======== DATA ========

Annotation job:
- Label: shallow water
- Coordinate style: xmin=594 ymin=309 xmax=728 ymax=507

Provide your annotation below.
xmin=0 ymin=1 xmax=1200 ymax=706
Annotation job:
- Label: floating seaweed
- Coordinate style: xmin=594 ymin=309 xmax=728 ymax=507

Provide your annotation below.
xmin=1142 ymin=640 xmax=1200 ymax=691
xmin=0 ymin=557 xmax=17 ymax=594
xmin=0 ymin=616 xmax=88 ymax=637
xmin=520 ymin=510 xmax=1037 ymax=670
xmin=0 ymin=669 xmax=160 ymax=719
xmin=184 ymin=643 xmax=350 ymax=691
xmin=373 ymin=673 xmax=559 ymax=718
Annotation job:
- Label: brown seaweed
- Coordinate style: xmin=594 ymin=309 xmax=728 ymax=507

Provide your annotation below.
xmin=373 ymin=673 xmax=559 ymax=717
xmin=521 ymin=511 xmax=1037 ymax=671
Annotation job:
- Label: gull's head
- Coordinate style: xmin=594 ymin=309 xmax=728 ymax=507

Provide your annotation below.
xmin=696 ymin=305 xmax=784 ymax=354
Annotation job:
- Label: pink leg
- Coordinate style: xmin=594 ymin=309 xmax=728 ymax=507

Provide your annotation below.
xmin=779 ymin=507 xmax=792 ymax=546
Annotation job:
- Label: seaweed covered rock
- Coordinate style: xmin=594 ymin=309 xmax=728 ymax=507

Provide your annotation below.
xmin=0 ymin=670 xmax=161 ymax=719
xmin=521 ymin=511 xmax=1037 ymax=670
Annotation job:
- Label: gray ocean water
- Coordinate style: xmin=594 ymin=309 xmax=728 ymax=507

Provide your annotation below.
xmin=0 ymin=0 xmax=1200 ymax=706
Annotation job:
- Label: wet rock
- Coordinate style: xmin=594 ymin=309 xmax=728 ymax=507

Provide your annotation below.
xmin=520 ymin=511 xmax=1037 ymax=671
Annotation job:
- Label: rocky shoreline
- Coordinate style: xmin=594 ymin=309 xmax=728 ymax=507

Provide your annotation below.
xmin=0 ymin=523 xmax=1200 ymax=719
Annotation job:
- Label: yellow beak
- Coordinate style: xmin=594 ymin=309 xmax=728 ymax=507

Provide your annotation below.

========
======== DATA ========

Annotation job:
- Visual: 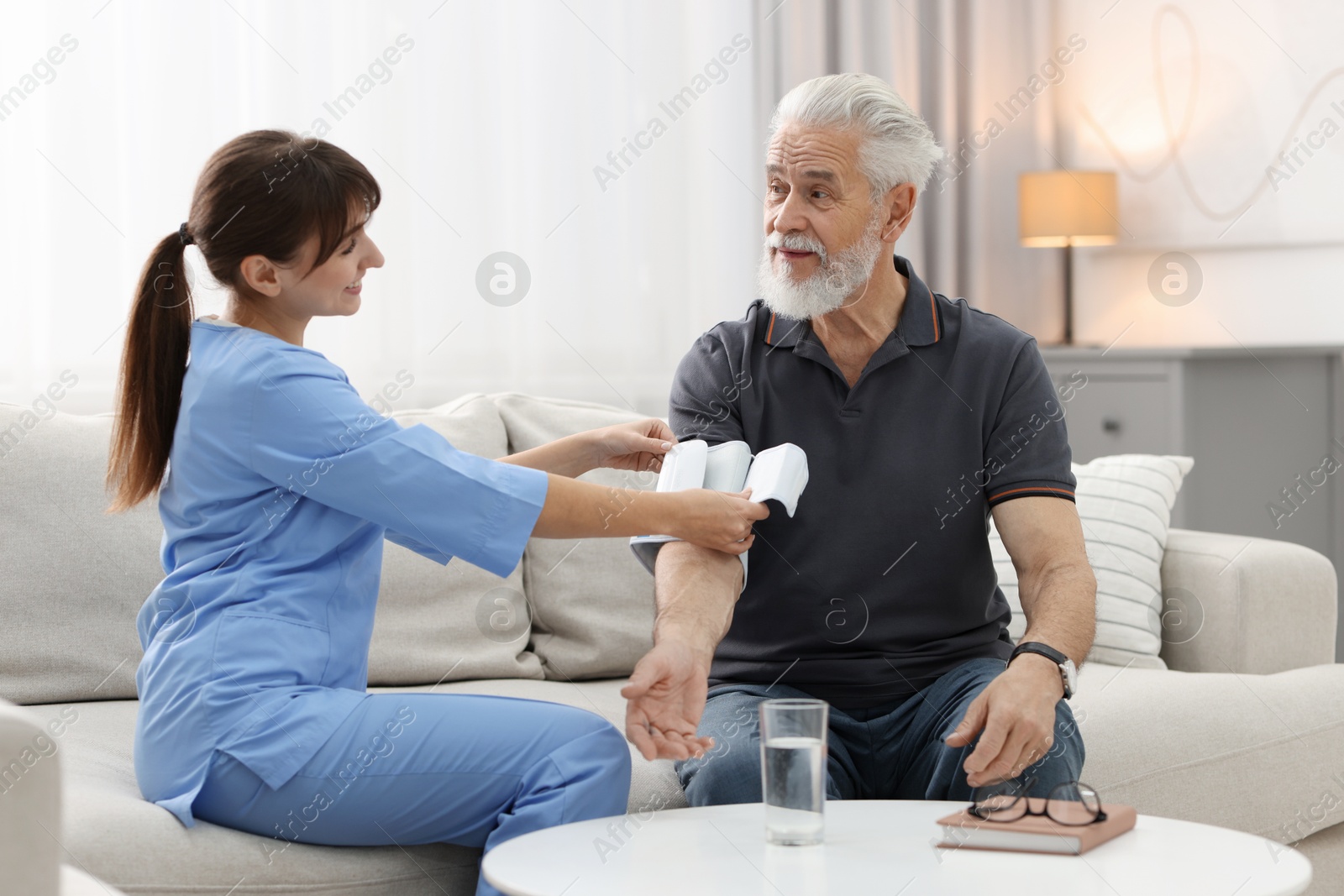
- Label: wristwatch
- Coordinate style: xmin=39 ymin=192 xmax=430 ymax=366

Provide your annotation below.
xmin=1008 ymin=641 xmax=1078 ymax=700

========

▶ [REQUIREMENT]: Copy out each line of the entries above that contains the string "seaweed". Treat the match as case-sensitive.

▶ [TASK SOLUTION]:
- Label: floating seaweed
- Label: brown seaweed
- Label: seaweed covered rock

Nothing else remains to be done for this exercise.